Список заданий:
• a. Ответьте на вопросы по отрывку из воспоминаний:
(i) Из чего были сделаны младенцы Иисусы, которых держат мадонны?
(ii) Вблизи какого города находился островок с мадонной Барбанской?
(iii) Из какого города был привезен спинет?
• b. Перепечатайте из отрывка из воспоминаний фрагмент между «Мы рассказали об» и «не столь ценили.», включая оба края.
• c. Выпишите из отрывка из воспоминаний все упомянутые в нем названия стран и городов.
━━━━━ Фрагмент текста
Два лика Рильке — страница 7 из 47

В своих записках я нахожу короткий отчет о прогулке в Санте Раффаэлло с посещением одной более удаленной и менее известной церкви, где мы искали тех мадонн, которых так много в Испании и которых иногда обнаруживают даже в Венеции – больших мадонн, сидящих на золоченом троне в прекраснейших нарядах, в великолепнейших бархатных, атласом отделанных платьях, с шейными украшениями и короной на голове, иногда они держат на груди запеленатого младенца Иисуса из воска. Serafico был весьма заинтригован, когда я рассказала ему, что моя мать однажды в моем детстве велела изготовить для мадонны Барбанской, чья одежда устарела, чудесное вечернее платье из изысканной ткани эпохи Луи XVI – на что пошло платье моей бабушки. Эта мадонна сидела на троне на маленьком островке вблизи Аквилеи, и к ней всегда было много паломников. И мы действительно нашли мадонн, которых искали; особенно нас впечатлила одна из них, черты которой были странно родственны гордым и нежным ликам испанских живописных шедевров.

Я уже и не помню, была ли это та самая прогулка, что привела нас в менее оживленный район города, где повторилось, только с меньшей интенсивностью, то странное происшествие, что когда-то произошло вблизи Сан-Заккариа. Мы оказались на совершенно заброшенной, поразительно тихой площади, где время, казалось, остановилось.

Мы рассказали об этом таинственном приключении моему брату. Один из наших друзей, венецианец чистейших кровей, знавший в своем городе каждый закоулок, уверял, что мы оказались в примечательнейшем месте старой Венеции, там, где она поднялась из моря и где были построены в лагуне ее первые жилые кварталы.

Да будет незабвен и мой прекрасный спинет, который я как-то однажды привезла из Флоренции; серебряное его звучание, казавшееся приходящим из далекой дали – «du passé des temps et des âges»[28] – делало нас такими счастливыми. Барон Ф., друг нашего дома и отличный музыкант, играл нам на нем восхитительные старинные итальянские мелодии, которые тогда еще не столь ценили.
━━━━━━━━━━
━━━━━ Исходные данные
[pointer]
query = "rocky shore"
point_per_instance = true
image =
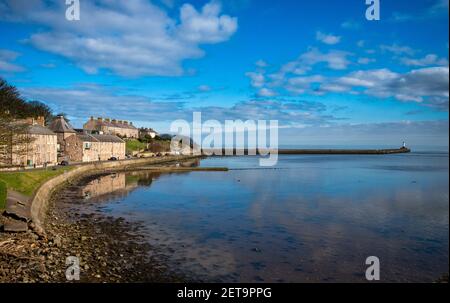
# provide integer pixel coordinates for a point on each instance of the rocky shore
(109, 249)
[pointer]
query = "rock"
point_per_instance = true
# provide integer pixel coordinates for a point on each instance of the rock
(57, 241)
(15, 226)
(17, 210)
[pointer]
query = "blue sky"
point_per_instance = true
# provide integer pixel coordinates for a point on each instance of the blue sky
(319, 67)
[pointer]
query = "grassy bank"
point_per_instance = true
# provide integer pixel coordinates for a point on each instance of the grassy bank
(26, 182)
(135, 146)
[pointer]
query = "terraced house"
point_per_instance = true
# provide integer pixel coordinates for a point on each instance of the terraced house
(40, 150)
(121, 128)
(85, 145)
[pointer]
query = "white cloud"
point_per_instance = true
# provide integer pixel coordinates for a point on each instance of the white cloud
(364, 60)
(329, 39)
(129, 38)
(6, 65)
(266, 92)
(398, 49)
(261, 63)
(257, 79)
(428, 60)
(350, 24)
(204, 88)
(426, 85)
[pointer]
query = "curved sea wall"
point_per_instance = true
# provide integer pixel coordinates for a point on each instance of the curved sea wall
(39, 202)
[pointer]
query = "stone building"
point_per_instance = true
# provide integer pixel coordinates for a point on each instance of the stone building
(115, 127)
(147, 132)
(85, 147)
(41, 150)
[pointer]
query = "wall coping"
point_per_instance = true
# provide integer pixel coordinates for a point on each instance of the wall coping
(40, 199)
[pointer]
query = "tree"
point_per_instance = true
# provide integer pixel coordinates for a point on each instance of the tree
(18, 107)
(14, 139)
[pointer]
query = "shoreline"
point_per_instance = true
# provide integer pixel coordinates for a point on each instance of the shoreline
(234, 152)
(110, 249)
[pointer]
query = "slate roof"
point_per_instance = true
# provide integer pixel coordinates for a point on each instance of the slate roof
(39, 130)
(60, 125)
(107, 138)
(97, 123)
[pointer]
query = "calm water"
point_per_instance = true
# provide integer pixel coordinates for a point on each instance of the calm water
(311, 218)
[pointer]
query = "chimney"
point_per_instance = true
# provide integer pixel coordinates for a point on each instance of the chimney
(40, 121)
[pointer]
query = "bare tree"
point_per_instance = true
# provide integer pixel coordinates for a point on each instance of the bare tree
(15, 140)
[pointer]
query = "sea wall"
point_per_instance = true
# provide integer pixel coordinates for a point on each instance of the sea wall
(39, 202)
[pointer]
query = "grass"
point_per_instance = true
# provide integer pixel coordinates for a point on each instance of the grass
(2, 194)
(135, 145)
(27, 182)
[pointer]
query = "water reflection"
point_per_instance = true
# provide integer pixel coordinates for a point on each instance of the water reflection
(311, 219)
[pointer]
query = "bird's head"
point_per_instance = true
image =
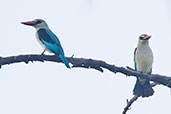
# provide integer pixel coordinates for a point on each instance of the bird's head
(143, 38)
(37, 23)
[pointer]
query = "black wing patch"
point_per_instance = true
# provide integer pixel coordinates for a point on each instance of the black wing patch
(43, 35)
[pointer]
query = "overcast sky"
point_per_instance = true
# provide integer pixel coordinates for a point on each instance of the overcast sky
(99, 29)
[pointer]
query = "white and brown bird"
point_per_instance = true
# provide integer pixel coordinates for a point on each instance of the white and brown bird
(143, 60)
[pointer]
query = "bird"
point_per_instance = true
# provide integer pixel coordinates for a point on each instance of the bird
(143, 60)
(47, 39)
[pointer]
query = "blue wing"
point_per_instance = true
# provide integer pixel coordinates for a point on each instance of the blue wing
(50, 40)
(135, 65)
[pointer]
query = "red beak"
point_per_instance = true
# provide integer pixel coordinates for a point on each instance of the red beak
(147, 37)
(31, 23)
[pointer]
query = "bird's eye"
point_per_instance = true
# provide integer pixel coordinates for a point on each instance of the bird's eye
(38, 22)
(141, 38)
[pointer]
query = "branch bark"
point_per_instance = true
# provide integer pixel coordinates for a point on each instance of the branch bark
(131, 101)
(89, 64)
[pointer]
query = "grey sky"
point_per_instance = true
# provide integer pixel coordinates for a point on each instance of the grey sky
(98, 29)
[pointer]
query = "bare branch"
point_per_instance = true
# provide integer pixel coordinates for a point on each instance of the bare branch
(131, 101)
(87, 63)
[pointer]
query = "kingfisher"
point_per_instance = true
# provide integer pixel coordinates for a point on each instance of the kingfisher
(47, 39)
(143, 60)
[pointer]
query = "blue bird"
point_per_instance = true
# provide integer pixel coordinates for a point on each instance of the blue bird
(47, 39)
(143, 60)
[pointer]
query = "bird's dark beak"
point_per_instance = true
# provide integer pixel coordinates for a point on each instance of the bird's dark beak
(147, 37)
(31, 23)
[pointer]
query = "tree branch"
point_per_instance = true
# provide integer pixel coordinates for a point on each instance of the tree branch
(131, 101)
(87, 63)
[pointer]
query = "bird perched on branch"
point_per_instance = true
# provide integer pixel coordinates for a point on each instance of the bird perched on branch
(143, 60)
(47, 39)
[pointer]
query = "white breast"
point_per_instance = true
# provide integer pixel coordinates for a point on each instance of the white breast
(144, 58)
(37, 37)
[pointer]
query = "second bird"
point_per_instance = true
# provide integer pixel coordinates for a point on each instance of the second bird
(47, 38)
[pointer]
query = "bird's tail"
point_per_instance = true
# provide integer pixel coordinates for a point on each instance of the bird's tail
(64, 60)
(144, 90)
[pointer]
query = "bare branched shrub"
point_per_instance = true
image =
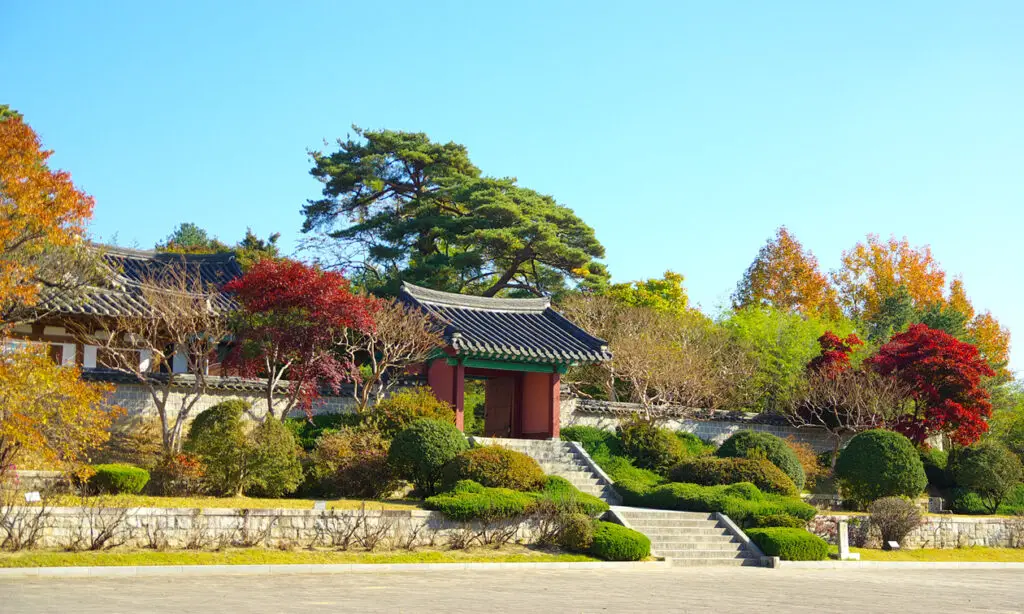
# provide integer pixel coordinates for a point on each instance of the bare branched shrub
(22, 526)
(372, 534)
(155, 534)
(100, 527)
(254, 530)
(198, 535)
(337, 530)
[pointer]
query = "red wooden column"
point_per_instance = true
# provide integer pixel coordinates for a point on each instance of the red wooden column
(458, 388)
(554, 405)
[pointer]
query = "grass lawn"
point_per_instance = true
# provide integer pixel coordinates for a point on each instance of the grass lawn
(269, 557)
(958, 555)
(238, 502)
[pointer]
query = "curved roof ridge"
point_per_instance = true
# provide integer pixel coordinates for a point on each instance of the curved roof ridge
(425, 295)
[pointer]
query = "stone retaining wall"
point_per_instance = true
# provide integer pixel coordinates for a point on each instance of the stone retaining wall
(212, 528)
(708, 425)
(941, 531)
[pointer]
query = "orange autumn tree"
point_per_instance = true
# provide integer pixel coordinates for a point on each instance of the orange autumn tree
(40, 211)
(785, 276)
(876, 269)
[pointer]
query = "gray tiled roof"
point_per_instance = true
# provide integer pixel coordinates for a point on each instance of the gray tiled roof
(121, 294)
(522, 330)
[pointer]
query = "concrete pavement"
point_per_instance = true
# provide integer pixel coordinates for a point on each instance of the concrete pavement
(722, 589)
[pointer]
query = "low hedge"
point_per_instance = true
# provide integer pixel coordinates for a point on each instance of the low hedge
(790, 543)
(747, 443)
(712, 472)
(565, 495)
(117, 479)
(741, 502)
(615, 542)
(494, 467)
(469, 500)
(779, 520)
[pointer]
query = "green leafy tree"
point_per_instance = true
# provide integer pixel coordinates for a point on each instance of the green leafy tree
(666, 294)
(402, 207)
(781, 343)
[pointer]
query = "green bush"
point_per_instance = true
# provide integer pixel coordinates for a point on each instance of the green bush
(598, 442)
(420, 452)
(747, 443)
(741, 502)
(790, 543)
(563, 495)
(935, 462)
(649, 446)
(117, 479)
(779, 520)
(273, 461)
(989, 470)
(710, 471)
(261, 461)
(878, 464)
(217, 436)
(308, 430)
(693, 445)
(494, 467)
(395, 412)
(469, 500)
(615, 542)
(577, 532)
(351, 463)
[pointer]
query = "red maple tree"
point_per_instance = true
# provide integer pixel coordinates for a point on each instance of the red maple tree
(944, 377)
(835, 356)
(291, 318)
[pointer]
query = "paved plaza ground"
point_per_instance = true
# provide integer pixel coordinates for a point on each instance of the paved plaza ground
(748, 590)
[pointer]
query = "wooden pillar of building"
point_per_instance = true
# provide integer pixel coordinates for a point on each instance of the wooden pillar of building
(458, 389)
(554, 406)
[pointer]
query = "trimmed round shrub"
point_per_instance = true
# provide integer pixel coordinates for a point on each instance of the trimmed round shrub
(790, 543)
(936, 462)
(118, 479)
(577, 532)
(615, 542)
(420, 452)
(395, 412)
(744, 444)
(895, 517)
(569, 499)
(651, 447)
(272, 461)
(495, 467)
(778, 520)
(351, 463)
(989, 470)
(710, 471)
(217, 436)
(469, 500)
(878, 464)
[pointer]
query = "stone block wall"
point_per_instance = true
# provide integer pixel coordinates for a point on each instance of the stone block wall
(205, 529)
(940, 531)
(710, 426)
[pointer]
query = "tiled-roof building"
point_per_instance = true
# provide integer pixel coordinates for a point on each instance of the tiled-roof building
(519, 347)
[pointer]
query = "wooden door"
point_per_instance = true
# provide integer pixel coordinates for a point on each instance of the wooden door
(499, 402)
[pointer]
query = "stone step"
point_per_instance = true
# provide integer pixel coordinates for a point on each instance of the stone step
(716, 563)
(707, 546)
(704, 554)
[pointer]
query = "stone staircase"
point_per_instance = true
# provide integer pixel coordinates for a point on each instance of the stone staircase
(689, 538)
(559, 458)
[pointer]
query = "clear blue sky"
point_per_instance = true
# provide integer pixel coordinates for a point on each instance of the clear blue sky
(684, 132)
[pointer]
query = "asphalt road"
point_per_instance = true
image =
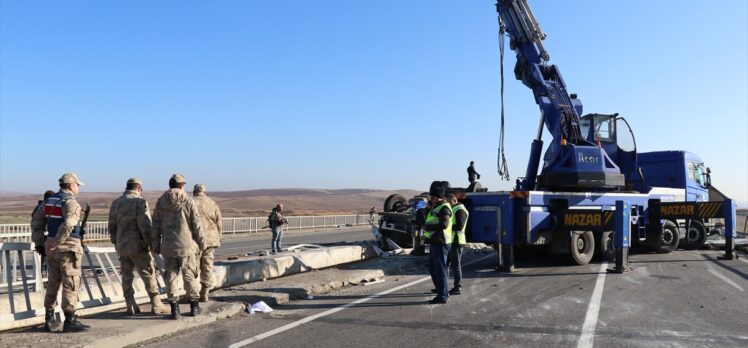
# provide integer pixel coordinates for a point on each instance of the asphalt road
(687, 298)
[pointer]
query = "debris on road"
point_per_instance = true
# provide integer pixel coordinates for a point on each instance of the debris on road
(261, 307)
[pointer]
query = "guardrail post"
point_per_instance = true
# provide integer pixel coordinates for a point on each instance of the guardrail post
(729, 211)
(38, 281)
(622, 236)
(505, 237)
(9, 279)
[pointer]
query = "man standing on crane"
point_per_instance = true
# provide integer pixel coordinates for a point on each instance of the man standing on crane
(472, 174)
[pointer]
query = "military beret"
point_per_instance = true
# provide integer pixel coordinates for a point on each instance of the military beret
(178, 178)
(70, 178)
(131, 181)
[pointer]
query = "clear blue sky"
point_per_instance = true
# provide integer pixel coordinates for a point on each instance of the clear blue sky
(347, 94)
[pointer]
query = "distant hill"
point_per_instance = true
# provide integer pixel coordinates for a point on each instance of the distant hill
(297, 201)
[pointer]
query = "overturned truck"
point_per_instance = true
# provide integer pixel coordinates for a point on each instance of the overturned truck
(402, 219)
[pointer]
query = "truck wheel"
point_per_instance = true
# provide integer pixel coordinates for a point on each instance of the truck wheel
(695, 235)
(394, 202)
(667, 240)
(582, 245)
(605, 246)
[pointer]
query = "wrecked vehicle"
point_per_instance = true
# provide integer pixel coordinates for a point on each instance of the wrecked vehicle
(402, 220)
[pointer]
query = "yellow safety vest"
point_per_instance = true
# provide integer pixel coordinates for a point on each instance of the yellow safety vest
(433, 218)
(459, 230)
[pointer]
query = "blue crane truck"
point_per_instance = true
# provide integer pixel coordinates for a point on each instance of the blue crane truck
(590, 164)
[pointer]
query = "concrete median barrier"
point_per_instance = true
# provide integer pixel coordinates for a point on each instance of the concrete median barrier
(229, 273)
(226, 274)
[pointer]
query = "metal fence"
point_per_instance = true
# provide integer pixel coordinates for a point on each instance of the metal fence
(21, 293)
(99, 231)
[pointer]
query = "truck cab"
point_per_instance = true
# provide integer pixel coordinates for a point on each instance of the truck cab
(675, 169)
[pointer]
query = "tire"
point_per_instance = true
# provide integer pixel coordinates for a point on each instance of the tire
(474, 187)
(666, 240)
(582, 247)
(695, 235)
(394, 202)
(606, 246)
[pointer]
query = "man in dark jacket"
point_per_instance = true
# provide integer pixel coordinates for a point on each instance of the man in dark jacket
(472, 174)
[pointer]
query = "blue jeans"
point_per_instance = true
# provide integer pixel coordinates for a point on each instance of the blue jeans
(275, 243)
(438, 255)
(455, 264)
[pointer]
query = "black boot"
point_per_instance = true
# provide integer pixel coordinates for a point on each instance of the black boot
(73, 325)
(50, 324)
(175, 310)
(195, 308)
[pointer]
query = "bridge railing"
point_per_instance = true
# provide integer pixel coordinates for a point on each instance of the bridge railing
(99, 230)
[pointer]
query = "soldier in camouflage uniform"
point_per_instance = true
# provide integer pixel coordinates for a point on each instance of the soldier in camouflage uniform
(62, 216)
(39, 225)
(210, 218)
(130, 232)
(178, 237)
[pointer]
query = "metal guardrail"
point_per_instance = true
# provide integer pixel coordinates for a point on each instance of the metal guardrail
(100, 279)
(99, 230)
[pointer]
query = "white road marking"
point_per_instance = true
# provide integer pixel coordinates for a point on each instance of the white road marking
(724, 278)
(336, 309)
(593, 309)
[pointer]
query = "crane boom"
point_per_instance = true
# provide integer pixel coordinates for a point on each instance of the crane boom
(571, 161)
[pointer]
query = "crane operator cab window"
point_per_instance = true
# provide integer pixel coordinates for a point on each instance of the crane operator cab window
(603, 128)
(610, 129)
(697, 173)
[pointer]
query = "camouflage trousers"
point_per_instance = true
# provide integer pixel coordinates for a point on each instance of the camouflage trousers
(188, 267)
(206, 267)
(64, 268)
(144, 264)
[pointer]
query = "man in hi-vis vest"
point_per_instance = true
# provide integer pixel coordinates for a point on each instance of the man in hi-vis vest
(438, 234)
(459, 222)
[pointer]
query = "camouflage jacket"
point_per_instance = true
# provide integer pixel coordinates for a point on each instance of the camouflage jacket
━━━━━━━━━━
Ответы по заданиям:
• a.
(i) Из воска.
(ii) Вблизи Аквилеи.
(iii) Из Флоренции.

• b.
Мы рассказали об этом таинственном приключении моему брату. Один из наших друзей, венецианец чистейших кровей, знавший в своем городе каждый закоулок, уверял, что мы оказались в примечательнейшем месте старой Венеции, там, где она поднялась из моря и где были построены в лагуне ее первые жилые кварталы.

Да будет незабвен и мой прекрасный спинет, который я как-то однажды привезла из Флоренции; серебряное его звучание, казавшееся приходящим из далекой дали – «du passé des temps et des âges»[28] – делало нас такими счастливыми. Барон Ф., друг нашего дома и отличный музыкант, играл нам на нем восхитительные старинные итальянские мелодии, которые тогда еще не столь ценили.

• c. Испания, Венеция, Аквилея, Флоренция